¿Puedes copiar tal cual el pasaje sobre la historia de Ucrania desde "En ese tiempo, entre" hasta "que les gobernaban.", con ambos extremos incluidos?

TEXTO DE ORIGEN:
▼▼▼
En ese tiempo, entre 1648 y 1654 ocurre en tierras ucranianas la célebre rebelión de Jmelnirski o la revolución de Chmielnicki, que junta alrededor del atamán de dicho nombre a cosacos de Zaporoshia, de la región de Dnieper, los tártaros de Crimea y ortodoxos contra la Mancomunidad, relajando sus controles polacos, de judíos y católicos romanos; ello, en búsqueda de crear un estado cosaco autónomo que a su final sólo alcanza que las tierras cosacas pasen a control de los rusos, en lo que se conoce como El Diluvio. Polonia pierde así un tercio de su territorio (Perry Anderson, El Estado absolutista, Siglo XXI, Madrid, 2007). La mayoría de la población ucraniana se consideraba distinta de los lituanos y polacos que les gobernaban.

Desde entonces hasta el siglo XX, ese mosaico de realidades culturales que sincretizan las raíces de Occidente con la de Oriente, Ucrania, pasa a dividirse para formar parte de dos imperios, el austríaco o austrohúngaro y el ruso. Quisieron construir los ucranianos su propia nación entre 1917-1921 mediando la revolución bolchevique, a la que resisten unidos a los polacos. Mas al cabo, a diferencia de Polonia, que conserva su entidad, Ucrania se diluye dentro de la Unión Soviética, ofrenda 8 millones de víctimas durante la Segunda Gran Guerra, de los cuales 1,5 millones fueron judíos.
▲▲▲
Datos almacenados
▼▼▼
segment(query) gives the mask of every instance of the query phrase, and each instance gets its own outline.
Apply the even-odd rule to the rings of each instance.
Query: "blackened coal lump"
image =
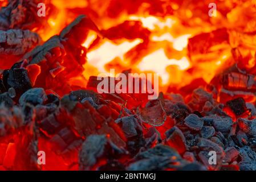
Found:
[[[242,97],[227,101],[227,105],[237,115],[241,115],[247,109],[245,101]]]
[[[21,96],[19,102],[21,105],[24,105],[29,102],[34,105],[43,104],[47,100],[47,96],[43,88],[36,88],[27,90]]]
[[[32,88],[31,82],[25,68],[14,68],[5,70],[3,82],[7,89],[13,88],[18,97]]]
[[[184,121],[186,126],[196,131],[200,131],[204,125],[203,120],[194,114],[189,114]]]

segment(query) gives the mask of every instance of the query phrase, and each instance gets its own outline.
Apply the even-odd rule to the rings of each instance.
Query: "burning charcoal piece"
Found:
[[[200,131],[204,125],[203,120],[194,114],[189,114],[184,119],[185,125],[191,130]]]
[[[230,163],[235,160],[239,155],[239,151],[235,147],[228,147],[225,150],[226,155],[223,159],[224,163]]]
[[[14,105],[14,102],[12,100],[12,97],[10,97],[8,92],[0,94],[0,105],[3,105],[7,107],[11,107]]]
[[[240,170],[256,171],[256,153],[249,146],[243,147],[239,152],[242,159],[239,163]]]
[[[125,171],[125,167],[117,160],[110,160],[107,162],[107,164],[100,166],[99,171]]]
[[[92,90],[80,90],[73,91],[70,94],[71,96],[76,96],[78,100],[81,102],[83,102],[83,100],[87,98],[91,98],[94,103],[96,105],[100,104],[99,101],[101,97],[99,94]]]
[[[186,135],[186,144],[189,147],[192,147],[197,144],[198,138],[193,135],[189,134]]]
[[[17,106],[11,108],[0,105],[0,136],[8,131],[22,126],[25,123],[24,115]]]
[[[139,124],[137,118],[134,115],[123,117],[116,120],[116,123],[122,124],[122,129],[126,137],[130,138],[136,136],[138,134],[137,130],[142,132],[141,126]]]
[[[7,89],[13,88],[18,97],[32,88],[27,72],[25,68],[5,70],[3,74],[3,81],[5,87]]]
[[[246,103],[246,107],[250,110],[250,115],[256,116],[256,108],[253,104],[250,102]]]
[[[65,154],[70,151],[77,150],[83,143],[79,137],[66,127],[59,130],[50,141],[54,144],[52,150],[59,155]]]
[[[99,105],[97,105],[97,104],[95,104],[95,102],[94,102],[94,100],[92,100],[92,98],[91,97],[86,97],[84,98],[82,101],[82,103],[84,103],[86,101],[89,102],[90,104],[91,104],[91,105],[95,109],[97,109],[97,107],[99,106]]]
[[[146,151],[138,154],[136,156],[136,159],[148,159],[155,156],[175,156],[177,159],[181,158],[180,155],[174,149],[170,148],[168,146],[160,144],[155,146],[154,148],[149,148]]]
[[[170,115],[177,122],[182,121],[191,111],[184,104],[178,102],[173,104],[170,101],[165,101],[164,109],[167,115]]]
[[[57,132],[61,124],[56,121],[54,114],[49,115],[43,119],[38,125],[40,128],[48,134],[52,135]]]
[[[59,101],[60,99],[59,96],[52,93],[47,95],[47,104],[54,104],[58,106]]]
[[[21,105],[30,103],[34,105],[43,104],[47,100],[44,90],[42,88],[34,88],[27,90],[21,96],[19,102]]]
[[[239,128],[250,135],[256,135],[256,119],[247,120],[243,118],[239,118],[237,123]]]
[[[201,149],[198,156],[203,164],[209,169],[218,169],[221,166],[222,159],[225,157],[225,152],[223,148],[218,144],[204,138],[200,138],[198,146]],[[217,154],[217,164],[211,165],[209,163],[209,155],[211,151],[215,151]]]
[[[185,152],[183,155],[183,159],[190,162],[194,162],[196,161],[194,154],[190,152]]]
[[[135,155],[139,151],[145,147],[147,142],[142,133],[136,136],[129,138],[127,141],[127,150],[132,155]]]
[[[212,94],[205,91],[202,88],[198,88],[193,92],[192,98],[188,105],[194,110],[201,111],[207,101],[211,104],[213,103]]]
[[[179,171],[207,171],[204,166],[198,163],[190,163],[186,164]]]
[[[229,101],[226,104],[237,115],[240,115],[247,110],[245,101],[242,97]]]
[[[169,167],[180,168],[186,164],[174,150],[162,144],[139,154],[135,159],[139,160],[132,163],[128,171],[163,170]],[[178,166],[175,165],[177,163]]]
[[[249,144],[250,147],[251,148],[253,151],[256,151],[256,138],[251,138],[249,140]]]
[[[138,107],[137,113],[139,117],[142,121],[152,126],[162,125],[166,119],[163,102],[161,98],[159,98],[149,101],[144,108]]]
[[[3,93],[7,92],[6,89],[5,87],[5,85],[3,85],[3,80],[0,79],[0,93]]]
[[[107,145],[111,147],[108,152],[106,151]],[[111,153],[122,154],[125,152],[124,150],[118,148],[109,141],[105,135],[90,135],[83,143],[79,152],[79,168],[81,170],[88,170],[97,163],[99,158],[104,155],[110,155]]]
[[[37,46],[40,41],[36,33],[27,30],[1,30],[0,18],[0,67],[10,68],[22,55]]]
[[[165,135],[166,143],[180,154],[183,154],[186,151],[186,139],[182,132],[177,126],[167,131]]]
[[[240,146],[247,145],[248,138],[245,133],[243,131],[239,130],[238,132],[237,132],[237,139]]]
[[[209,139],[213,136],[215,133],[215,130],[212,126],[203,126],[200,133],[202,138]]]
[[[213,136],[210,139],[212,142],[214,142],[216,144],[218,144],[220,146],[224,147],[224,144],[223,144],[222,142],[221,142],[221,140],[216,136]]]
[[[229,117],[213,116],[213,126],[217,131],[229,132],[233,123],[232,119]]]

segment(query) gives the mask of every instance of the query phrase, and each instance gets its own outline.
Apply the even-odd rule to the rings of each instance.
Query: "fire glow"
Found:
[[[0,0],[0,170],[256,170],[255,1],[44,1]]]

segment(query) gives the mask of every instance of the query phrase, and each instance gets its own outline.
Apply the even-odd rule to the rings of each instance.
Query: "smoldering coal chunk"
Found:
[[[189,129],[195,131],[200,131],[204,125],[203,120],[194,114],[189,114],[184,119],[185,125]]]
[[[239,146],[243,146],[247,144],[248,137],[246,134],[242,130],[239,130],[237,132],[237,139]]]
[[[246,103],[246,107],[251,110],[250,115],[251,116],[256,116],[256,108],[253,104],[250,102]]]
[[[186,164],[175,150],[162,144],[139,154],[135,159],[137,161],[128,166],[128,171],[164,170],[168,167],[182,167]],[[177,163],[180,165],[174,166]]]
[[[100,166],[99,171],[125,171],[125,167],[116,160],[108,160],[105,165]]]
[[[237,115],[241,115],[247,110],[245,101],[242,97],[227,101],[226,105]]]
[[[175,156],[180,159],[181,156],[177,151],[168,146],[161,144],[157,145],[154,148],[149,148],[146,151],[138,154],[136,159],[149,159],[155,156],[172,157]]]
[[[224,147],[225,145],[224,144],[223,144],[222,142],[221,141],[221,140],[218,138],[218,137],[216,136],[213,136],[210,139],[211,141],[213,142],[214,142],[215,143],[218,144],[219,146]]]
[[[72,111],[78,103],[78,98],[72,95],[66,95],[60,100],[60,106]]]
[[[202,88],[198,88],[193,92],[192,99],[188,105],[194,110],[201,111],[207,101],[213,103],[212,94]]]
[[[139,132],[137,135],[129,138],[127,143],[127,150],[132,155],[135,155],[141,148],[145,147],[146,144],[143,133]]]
▲▲▲
RESPUESTA ESCRITA:
En ese tiempo, entre 1648 y 1654 ocurre en tierras ucranianas la célebre rebelión de Jmelnirski o la revolución de Chmielnicki, que junta alrededor del atamán de dicho nombre a cosacos de Zaporoshia, de la región de Dnieper, los tártaros de Crimea y ortodoxos contra la Mancomunidad, relajando sus controles polacos, de judíos y católicos romanos; ello, en búsqueda de crear un estado cosaco autónomo que a su final sólo alcanza que las tierras cosacas pasen a control de los rusos, en lo que se conoce como El Diluvio. Polonia pierde así un tercio de su territorio (Perry Anderson, El Estado absolutista, Siglo XXI, Madrid, 2007). La mayoría de la población ucraniana se consideraba distinta de los lituanos y polacos que les gobernaban.